start SUPPLIED MATERIAL

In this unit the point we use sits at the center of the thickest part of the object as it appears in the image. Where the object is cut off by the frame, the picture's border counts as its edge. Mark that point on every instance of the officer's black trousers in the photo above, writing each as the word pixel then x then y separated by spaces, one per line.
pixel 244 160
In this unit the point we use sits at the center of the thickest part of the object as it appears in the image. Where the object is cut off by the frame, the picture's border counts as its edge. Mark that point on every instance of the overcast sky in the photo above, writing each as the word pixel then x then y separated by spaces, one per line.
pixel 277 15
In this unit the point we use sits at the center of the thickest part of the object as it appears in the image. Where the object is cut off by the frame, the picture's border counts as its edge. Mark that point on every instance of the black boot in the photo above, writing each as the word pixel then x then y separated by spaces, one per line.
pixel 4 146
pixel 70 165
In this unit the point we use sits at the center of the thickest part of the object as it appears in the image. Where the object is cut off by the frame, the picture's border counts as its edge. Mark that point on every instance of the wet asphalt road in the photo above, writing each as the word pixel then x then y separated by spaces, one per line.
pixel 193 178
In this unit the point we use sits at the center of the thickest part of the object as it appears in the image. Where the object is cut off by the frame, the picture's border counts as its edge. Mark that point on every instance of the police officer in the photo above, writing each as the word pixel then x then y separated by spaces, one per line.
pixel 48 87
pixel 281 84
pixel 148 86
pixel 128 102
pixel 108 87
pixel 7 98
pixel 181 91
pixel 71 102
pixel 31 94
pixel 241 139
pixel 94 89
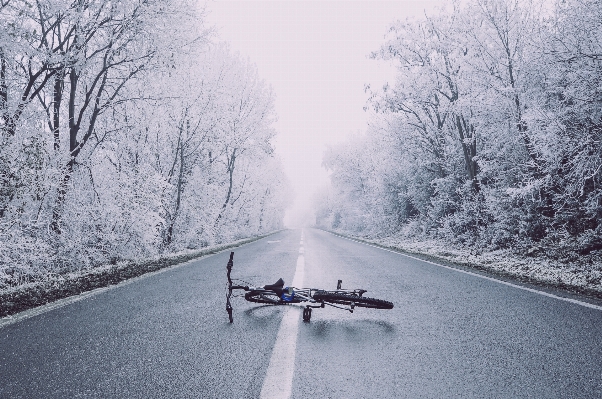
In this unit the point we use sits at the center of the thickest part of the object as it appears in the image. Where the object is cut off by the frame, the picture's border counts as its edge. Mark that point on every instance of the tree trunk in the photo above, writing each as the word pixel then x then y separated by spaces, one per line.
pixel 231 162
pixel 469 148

end SUPPLIED MATERIAL

Please pull every line of the records above into your answer word for word, omitting the pictures.

In this unit the point we use sits at the center of the thickest part of the object as it appears in the image. Where the object is cut off by the frame, the picture's border counts as its edge. Mark that point on every instance of the officer's black trousers in the photo above, writing each as the word pixel then x then y separated by spaces, one per line.
pixel 244 160
In this unit the point we use sits at the center of the thickest part of the object as it appears in the image. Where the object is cut off by the frame, the picture's border counts as its edge. Mark that point on every instance of the overcast sky in the photo above, writing each as the word pixel then x then y separated by spaces, one per line.
pixel 277 15
In this unit the point we use sits at the center of the thickest part of the object as it appears in the image. Where the object is cut off by the frame, the picture's border counts as its edge. Mark that point on every instance of the black boot in the photo above, writing each as the word pixel then x then y separated by spaces, one per line.
pixel 4 146
pixel 70 165
In this unit the point we use sits at the center of the thickest part of the object as it appears in the image. Where the object is cut off by the frame, the picture's border counts as its edge. Mark that point on every instance of the wet asphalt road in the photo above, writing each as the word pixel then x then y separated by spaces, one per line.
pixel 193 178
In this unit the point we use sits at the center of the thickest part of the object as it appears in the image. Where the object is cut off by the frame, the picture's border counts as its edge. Mark that point on every instance of the police officer in the photo above, writing each as the word pixel then x then y separated by spaces, one per line.
pixel 48 87
pixel 281 84
pixel 148 86
pixel 128 102
pixel 108 87
pixel 7 98
pixel 181 91
pixel 71 102
pixel 31 94
pixel 241 139
pixel 94 89
In this unit the point we use sits at the center of the thickest part of the object as it appears in the image. Where the object is cut off by the frame, the picture's border counts as its edge. Mark that point on every instance of the tree trunk in the photo above, writing each as the word pixel then x then y separated by spaces, one per line.
pixel 231 162
pixel 469 148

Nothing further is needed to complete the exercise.